Location annotation dataset excerpts
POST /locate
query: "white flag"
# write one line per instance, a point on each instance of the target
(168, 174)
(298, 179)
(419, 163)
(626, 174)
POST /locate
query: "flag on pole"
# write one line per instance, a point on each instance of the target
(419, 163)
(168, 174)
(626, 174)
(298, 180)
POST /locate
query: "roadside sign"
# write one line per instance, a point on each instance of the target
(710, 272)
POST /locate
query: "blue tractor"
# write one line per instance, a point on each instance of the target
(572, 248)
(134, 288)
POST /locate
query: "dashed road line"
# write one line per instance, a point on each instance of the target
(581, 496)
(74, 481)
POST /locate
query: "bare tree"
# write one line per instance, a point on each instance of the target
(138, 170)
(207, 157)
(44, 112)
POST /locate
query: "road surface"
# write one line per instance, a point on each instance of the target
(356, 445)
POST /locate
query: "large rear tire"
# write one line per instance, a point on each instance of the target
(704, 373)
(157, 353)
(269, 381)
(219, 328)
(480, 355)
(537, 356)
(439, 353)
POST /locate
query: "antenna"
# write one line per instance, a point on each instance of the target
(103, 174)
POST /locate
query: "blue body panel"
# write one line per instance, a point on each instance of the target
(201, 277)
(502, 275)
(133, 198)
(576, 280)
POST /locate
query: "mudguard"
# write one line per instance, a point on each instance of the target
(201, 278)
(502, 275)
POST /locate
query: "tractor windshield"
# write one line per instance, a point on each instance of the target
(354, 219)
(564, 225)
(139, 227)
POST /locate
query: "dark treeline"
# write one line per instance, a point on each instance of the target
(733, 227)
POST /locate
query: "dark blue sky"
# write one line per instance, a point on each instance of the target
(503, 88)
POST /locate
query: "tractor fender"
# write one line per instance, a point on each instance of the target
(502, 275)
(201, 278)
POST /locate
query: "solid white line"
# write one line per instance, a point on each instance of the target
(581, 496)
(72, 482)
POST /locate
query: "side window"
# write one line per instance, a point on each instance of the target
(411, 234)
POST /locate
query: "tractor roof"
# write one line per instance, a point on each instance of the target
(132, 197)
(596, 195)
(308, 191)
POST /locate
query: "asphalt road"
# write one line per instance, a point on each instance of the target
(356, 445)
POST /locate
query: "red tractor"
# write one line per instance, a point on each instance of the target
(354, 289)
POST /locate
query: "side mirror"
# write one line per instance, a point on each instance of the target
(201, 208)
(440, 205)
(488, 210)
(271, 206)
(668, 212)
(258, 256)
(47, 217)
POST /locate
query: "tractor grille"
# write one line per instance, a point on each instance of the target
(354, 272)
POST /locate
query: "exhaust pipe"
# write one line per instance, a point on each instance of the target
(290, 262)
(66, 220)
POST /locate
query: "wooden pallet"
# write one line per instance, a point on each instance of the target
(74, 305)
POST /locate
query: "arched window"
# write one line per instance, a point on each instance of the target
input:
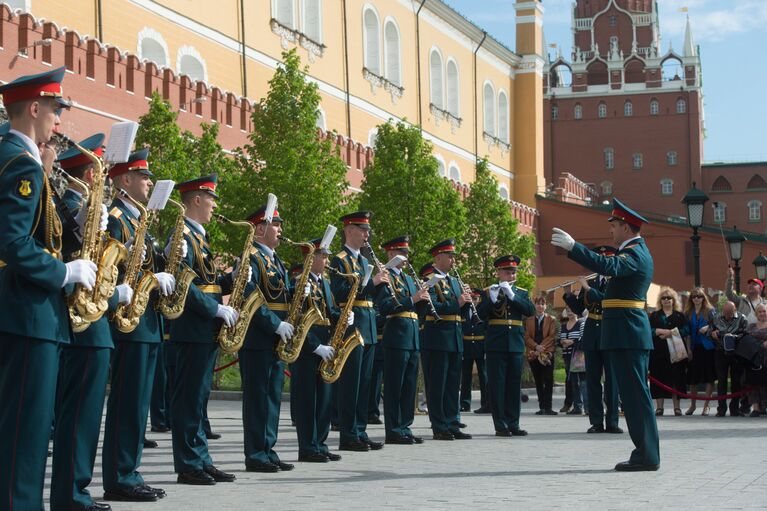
(312, 19)
(672, 159)
(392, 53)
(488, 101)
(453, 88)
(372, 41)
(189, 62)
(503, 116)
(437, 79)
(282, 10)
(654, 107)
(720, 212)
(602, 110)
(152, 47)
(637, 161)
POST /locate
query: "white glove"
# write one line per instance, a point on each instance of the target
(324, 352)
(184, 249)
(124, 293)
(228, 314)
(167, 283)
(561, 239)
(81, 271)
(285, 330)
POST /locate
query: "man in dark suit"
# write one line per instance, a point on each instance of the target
(626, 338)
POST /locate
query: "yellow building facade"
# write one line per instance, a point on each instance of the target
(374, 60)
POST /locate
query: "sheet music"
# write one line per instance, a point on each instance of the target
(121, 138)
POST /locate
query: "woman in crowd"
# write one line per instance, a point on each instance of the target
(700, 348)
(663, 320)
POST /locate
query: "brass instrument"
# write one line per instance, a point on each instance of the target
(420, 285)
(126, 318)
(289, 349)
(341, 343)
(86, 307)
(172, 306)
(231, 339)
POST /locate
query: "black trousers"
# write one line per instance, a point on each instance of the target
(544, 383)
(727, 365)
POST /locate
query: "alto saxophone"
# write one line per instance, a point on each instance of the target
(172, 306)
(289, 349)
(86, 307)
(231, 339)
(342, 344)
(127, 316)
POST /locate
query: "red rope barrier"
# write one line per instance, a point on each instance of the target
(703, 397)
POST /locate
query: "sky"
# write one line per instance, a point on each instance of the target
(732, 40)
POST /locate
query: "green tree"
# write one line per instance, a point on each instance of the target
(285, 157)
(403, 189)
(493, 232)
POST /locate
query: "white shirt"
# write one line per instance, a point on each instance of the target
(29, 144)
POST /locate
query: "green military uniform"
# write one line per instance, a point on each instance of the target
(626, 339)
(33, 313)
(505, 348)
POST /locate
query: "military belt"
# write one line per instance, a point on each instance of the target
(616, 303)
(446, 317)
(408, 315)
(505, 322)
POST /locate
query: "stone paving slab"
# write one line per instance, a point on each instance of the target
(708, 463)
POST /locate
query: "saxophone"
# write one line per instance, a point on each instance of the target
(127, 316)
(231, 339)
(86, 307)
(289, 349)
(341, 343)
(172, 306)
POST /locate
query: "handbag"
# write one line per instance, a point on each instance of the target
(676, 348)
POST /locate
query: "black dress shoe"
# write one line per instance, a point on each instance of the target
(219, 475)
(627, 466)
(196, 477)
(261, 467)
(285, 467)
(133, 494)
(315, 457)
(354, 446)
(400, 440)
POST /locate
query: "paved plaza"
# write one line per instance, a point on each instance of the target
(706, 463)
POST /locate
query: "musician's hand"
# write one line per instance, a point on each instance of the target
(561, 239)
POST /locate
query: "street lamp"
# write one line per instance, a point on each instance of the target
(735, 239)
(760, 263)
(695, 201)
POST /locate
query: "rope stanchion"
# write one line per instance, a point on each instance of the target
(700, 397)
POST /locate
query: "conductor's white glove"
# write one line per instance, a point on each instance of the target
(561, 239)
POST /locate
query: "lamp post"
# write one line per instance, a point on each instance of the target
(735, 239)
(695, 201)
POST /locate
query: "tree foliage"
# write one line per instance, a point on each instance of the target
(403, 189)
(493, 232)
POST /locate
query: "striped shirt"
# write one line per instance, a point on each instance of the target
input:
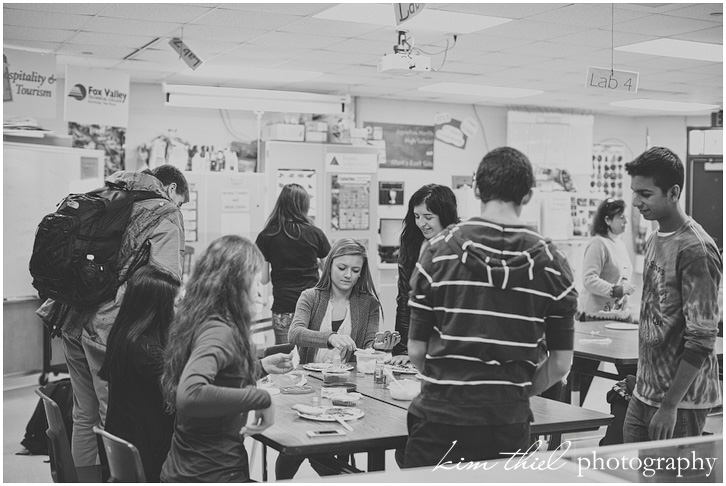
(490, 300)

* WRITTEN INSTRUCTION: Extract the full listing exactly, with the pictures left out.

* COMPLETE RESPONSE:
POST /locate
query: "white flag"
# write one line per instance, a point on each instance of the target
(168, 174)
(298, 179)
(419, 163)
(626, 174)
POST /locate
query: "flag on pole"
# write one line per instance, a point on each instance of the target
(419, 163)
(168, 174)
(626, 174)
(298, 180)
POST /locate
query: "roadside sign"
# write one line per instance, a point on each instance of the target
(710, 272)
POST /locate
query: "blue tractor"
# write one line per instance, a point on each instance of the target
(572, 248)
(134, 288)
POST /locate
query: "dashed road line"
# write one line per instance, a point on each instance of the target
(581, 496)
(74, 481)
POST /locate
query: "bare tree"
# write one line per instance, a point on each instance of the target
(138, 170)
(207, 157)
(44, 112)
POST /locate
query: "road surface"
# write one line per instance, a point on each instance of the target
(356, 445)
POST /locate
query: "large rear tire"
# write one line per instance, a point on each instance of the target
(704, 373)
(157, 353)
(269, 381)
(219, 328)
(480, 355)
(537, 356)
(439, 353)
POST /locate
query: "antenna"
# write one line per instance, a point on each instance of the target
(103, 174)
POST /locate
query: "blue body panel"
# write one line per instance, a point on each instance of the target
(201, 277)
(502, 275)
(133, 198)
(576, 280)
POST /locate
query: "mudguard"
# write one line per instance, a point on each instance of the target
(201, 278)
(502, 275)
POST /locate
query: "tractor windshield"
# write one line per instance, a point on each instance of the target
(354, 219)
(564, 225)
(139, 227)
POST /locate
query: "dark treeline"
# write one line per instance, a point on each instance of the target
(733, 227)
POST /locate
query: "dark blue sky"
# write one line per instance, a point on each instance of the target
(503, 88)
POST /locate
query: "tractor fender"
# write one line per instance, a point on each instance of the target
(502, 275)
(201, 278)
POST /locate
query: "solid white line"
# write one line per instance, a point on each instance of the target
(581, 496)
(72, 482)
POST /locate
query: "side window"
# write one line per instance, a point on each instance of the target
(411, 234)
POST /locate
query: "tractor roof"
# write one line per instance, a point on each instance of the target
(132, 197)
(596, 195)
(308, 191)
POST /locate
query: "asphalt road"
# write one line per instance, a point on each instance of the target
(356, 445)
POST /locate
query: "red tractor"
# write one line per instance, a point on each instance of the target
(354, 289)
POST /locate
query: "side mirror"
# write one line per instance, a point on each instance of the target
(201, 208)
(440, 205)
(488, 210)
(271, 206)
(668, 212)
(258, 256)
(47, 217)
POST /locate
query: "tractor grille"
# write one line per instance, a point on each instance of the target
(354, 272)
POST /locate
query: "exhaust pipe"
# write one line per instance, a point on each instance of the target
(290, 262)
(66, 220)
POST /locate
query: "wooden pallet"
# write one line per instance, a point on each instance of the target
(74, 305)
POST /locate
query: "arched window"
# write one line per instance, a point on each instance of the target
input:
(312, 19)
(672, 159)
(392, 53)
(488, 101)
(453, 88)
(372, 41)
(189, 62)
(503, 116)
(437, 79)
(282, 10)
(654, 107)
(720, 212)
(602, 110)
(152, 47)
(637, 161)
POST /locate
query: "white glove"
# write one line per instance, a point on each instance of the target
(324, 352)
(184, 249)
(124, 293)
(228, 314)
(167, 283)
(561, 239)
(81, 271)
(285, 330)
POST /locate
query: "man in dark suit"
# write one line per instance, a point on each instance of the target
(626, 338)
POST /locate
query: "yellow building facade"
# write one line per instance, a point on each instance of the target
(374, 60)
POST /locate
query: "sheet music"
# write one line per instance, a point on each instance of the target
(121, 138)
POST /locate
query: "woman in crowd"
# write one line per instance, a point on each instance of the target
(700, 348)
(663, 320)
POST /locate
query: "brass instrument"
# write one line per instance, a point on each instance of the target
(420, 285)
(126, 318)
(289, 349)
(341, 343)
(86, 307)
(172, 306)
(231, 339)
POST /locate
query: "black trousers"
# write one line per instance, a point on each instance of the target
(544, 383)
(727, 365)
POST /locate
query: "alto saxophone"
# write one line per instance, a point on each instance of the target
(172, 306)
(289, 349)
(86, 307)
(231, 339)
(342, 344)
(127, 316)
POST /locate
query: "red rope barrier"
# write one line per instance, a point on each instance of the target
(703, 397)
POST /locate
query: "sky"
# write one line per instance, a point on each instance of the target
(732, 40)
POST /locate
query: "green tree"
# write one line per instance, a point on each instance of the target
(285, 157)
(403, 189)
(493, 232)
POST /locate
query: "white shirt"
# write one line per instance, a point on each instance of the target
(29, 144)
POST /locate
query: "green military uniform"
# write one line per instance, a point on each instance of the target
(626, 339)
(33, 313)
(505, 348)
POST /locate
query: "military belt"
# write one line per instance, a point on each instance of the target
(616, 303)
(446, 317)
(408, 315)
(505, 322)
POST /locate
query: "stone paving slab"
# write one line per instance, a point on each instance of the target
(708, 463)
POST /locate
query: "saxophone"
# write one line per instance, a point on each instance of the target
(127, 316)
(231, 339)
(86, 307)
(289, 349)
(341, 343)
(172, 306)
POST /locate
query: "handbag"
# write one line per instance, a point on each instance of the target
(676, 348)
POST /locate
query: "black dress shoe"
# write one line per instance, a point on each instance of the target
(219, 475)
(627, 466)
(196, 477)
(261, 467)
(285, 467)
(133, 494)
(315, 457)
(354, 446)
(400, 440)
POST /locate
query: "paved plaza"
# write one line per instance, a point on each instance of the target
(706, 463)
POST /locate
query: "musician's hand"
# write one line per instance, a point on each instance of the target
(561, 239)
POST /locate
query: "street lamp"
# write one line per instance, a point on each instance of the target
(735, 239)
(760, 263)
(695, 201)
POST /locate
query: "rope stanchion"
# write one line per instance, a point on each instance of the target
(700, 397)
POST /locate
query: "conductor's white glove"
# write one line per instance, a point on each instance of the target
(561, 239)
POST /locate
query: "lamp post"
# write one line per instance, a point on each instance of the target
(735, 239)
(695, 201)
POST /locate
query: "tree foliage"
# write one line per instance, a point on each instance of the target
(403, 189)
(493, 232)
POST /locate
query: "striped shirt"
# write one line per instance, a point on each instance of the target
input:
(490, 300)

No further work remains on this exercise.